Como a gente geralmente usa a descrição "Ele calcula de cabeça", "Eu calculo de cabeça". A dificuldade em que a gente se debate é a vagueza no critério quando da ocorrência dos processos mentais. Pode-se evitá-la? (Id., 1980, v. 1, § 649)

Onde aprendemos que essa cor é azul e não amarelo, que se trata do outono e não mais do verão? Como poderíamos comparar representações entre si, como saberíamos que essas comparações estão certas sem termos de apelar para os objetos que lhes correspondem? Essas questões se desfazem à medida que se entender que "uma representação mental não é uma amostra interna que possa ser comparada com a realidade" (Hacker 1990, p. 460). Tal como a palavra "eu", a palavra imagem não se refere a nenhuma imagem mental. Daí o único critério ser a exteriorização. Como veremos, o critério para o que eu imagino é a sua exteriorização.

 

Exteriorização (Äusserung)

* [Tarefas]
• A. Responda com base no trecho:
(i) Qual é a dificuldade em que a gente se debate?
(ii) Segundo a citação de Hacker (1990), o que uma representação mental não é?
(iii) Qual é o único critério?
• B. Imprima do trecho tudo o que vai desde "Onde aprendemos que" até "a sua exteriorização.".
O material não tem nenhuma relação com o trecho acima.

* [Dados coletados]
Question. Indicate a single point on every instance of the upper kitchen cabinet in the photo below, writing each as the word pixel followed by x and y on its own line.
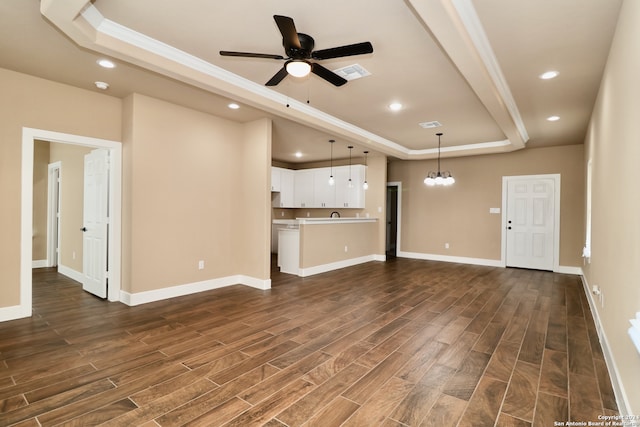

* [Respostas corretas]
• A.
(i) A vagueza no critério quando da ocorrência dos processos mentais.
(ii) Uma amostra interna que possa ser comparada com a realidade.
(iii) A exteriorização.

• B.
Onde aprendemos que essa cor é azul e não amarelo, que se trata do outono e não mais do verão? Como poderíamos comparar representações entre si, como saberíamos que essas comparações estão certas sem termos de apelar para os objetos que lhes correspondem? Essas questões se desfazem à medida que se entender que "uma representação mental não é uma amostra interna que possa ser comparada com a realidade" (Hacker 1990, p. 460). Tal como a palavra "eu", a palavra imagem não se refere a nenhuma imagem mental. Daí o único critério ser a exteriorização. Como veremos, o critério para o que eu imagino é a sua exteriorização.